Data:
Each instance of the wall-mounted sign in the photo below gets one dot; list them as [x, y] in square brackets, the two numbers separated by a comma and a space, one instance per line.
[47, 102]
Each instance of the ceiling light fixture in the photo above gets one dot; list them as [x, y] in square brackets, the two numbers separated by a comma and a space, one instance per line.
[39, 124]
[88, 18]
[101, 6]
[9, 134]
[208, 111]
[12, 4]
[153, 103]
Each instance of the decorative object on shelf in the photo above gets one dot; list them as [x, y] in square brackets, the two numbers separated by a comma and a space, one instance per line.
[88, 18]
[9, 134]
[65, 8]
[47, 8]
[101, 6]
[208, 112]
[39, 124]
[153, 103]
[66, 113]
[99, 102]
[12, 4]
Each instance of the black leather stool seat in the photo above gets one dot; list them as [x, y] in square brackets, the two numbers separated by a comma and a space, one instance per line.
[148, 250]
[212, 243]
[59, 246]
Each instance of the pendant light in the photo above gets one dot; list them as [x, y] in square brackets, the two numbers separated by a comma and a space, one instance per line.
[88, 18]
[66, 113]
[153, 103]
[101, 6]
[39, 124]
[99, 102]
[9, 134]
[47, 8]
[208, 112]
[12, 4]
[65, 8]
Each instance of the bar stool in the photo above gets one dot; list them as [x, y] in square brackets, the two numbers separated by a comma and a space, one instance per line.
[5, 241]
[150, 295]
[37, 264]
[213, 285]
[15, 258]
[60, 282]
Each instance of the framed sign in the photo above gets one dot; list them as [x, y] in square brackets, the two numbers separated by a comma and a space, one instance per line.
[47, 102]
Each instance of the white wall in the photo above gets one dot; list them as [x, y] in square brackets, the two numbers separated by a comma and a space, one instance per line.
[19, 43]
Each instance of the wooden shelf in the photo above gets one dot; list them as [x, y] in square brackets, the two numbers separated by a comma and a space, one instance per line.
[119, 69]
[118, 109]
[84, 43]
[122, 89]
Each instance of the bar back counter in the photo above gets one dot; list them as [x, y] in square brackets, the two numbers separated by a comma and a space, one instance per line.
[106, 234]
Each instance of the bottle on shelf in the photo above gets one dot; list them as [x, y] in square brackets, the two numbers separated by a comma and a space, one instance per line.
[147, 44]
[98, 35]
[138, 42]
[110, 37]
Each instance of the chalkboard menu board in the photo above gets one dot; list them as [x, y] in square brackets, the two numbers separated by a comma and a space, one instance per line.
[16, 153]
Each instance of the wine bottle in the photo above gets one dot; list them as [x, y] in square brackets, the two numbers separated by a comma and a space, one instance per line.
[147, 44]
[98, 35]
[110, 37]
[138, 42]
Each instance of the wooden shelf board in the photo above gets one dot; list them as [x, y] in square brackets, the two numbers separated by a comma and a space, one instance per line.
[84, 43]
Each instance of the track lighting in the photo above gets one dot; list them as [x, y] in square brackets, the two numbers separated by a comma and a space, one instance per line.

Your instructions: Retype each line above with no alterations.

Completed task:
Each instance of the wall-mounted sign in the photo below gets one dot; list them as [x, y] in square brackets, the two numbers separated by a comma and a space, one instance per line.
[47, 102]
Each instance of the ceiling light fixture in the photo above gets one dot; list them as [x, y] in square brackets, the two numbers separated by a comma and a space, one instance per line.
[39, 124]
[88, 18]
[101, 6]
[9, 134]
[208, 111]
[12, 4]
[153, 103]
Each instance of the decorative object on shelf in the photo above gets one dot; list them as [x, y] in square brackets, the two numbers separated by a comma and a space, one instance per line.
[88, 18]
[9, 134]
[65, 8]
[47, 8]
[101, 6]
[208, 112]
[39, 124]
[153, 103]
[66, 113]
[99, 102]
[12, 4]
Each instance of the black leather stool seat in the photo above gets one dot; list them as [x, y] in square brackets, the two numbers separated by a comma and a space, one instance per line.
[148, 250]
[212, 243]
[59, 246]
Each instance of the pendant light in the photo above gets one dot; list them as [x, y] in square brackets, the two numbers separated by a comma and a space, one instance per line.
[88, 18]
[66, 113]
[153, 103]
[101, 6]
[39, 124]
[99, 102]
[9, 134]
[47, 8]
[208, 112]
[12, 4]
[65, 8]
Each instance of the bar stool in the photo above gets one dot; list them as [x, y] in square brackets, the two numbers separated by a comma and a space, one instance per line.
[5, 241]
[150, 295]
[37, 264]
[213, 285]
[15, 258]
[60, 282]
Each instance of the framed sign in the photo above gets one dot; list them as [x, y] in square brackets, the two numbers separated by a comma and a space, one instance per line.
[47, 102]
Each instance of the white wall in the photo above gets one dot; list them as [x, y] in square brackets, the two numbers separated by a comma and a space, one instance per line.
[19, 43]
Each instance of the wooden shelf in the photo above gets one dot; list them as [x, y] in square brackets, the two numbers separated by a comma and a space, one instance per line.
[119, 69]
[118, 109]
[84, 43]
[122, 89]
Each instance of the bar back counter in the photo above gets one dot; list them as [x, y] in square brackets, the two numbers separated by a comma and a space, one instance per line.
[106, 234]
Each instance of the bottle on shelf in the photo above gets one dot; list them as [x, y] in square brackets, the two numbers separated by a comma and a space, one instance per line.
[147, 44]
[98, 35]
[138, 42]
[110, 37]
Each instance of the chalkboard menu board in the photo above gets one dot; list them as [x, y] in square brackets, the two numbers separated by a comma and a space, one instance per line.
[16, 153]
Each instance of the wine bottle in the photo above gets one dot; list them as [x, y] in square brackets, the two numbers separated by a comma and a space, one instance per line.
[147, 44]
[98, 35]
[110, 37]
[138, 42]
Each instance of the wooden shelf board in the photo above gets one dot; list them as [x, y] in square brackets, the two numbers separated by a comma and a space, one instance per line.
[84, 43]
Each instance of the track lighting in the photo above gets one dot; list them as [x, y] in square brackets, the two numbers separated by a comma and a space, one instance per line.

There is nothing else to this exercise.